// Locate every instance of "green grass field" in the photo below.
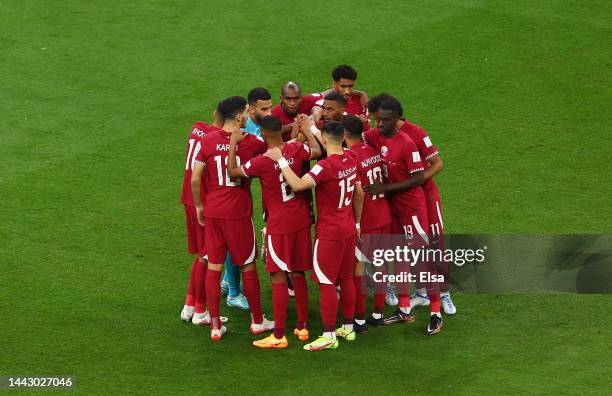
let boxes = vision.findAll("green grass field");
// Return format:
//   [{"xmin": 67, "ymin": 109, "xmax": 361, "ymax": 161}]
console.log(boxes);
------------------------------------------------------------------------
_YOUR OBJECTIVE_
Swap "green grass field" for "sandy beach" everywhere in the items above and write them out again, otherwise unchanged. Leave out the pictures.

_REPLY_
// Locate every instance of "sandy beach" in the photo below.
let boxes = vision.findAll("sandy beach");
// Return format:
//   [{"xmin": 67, "ymin": 109, "xmax": 361, "ymax": 161}]
console.log(boxes);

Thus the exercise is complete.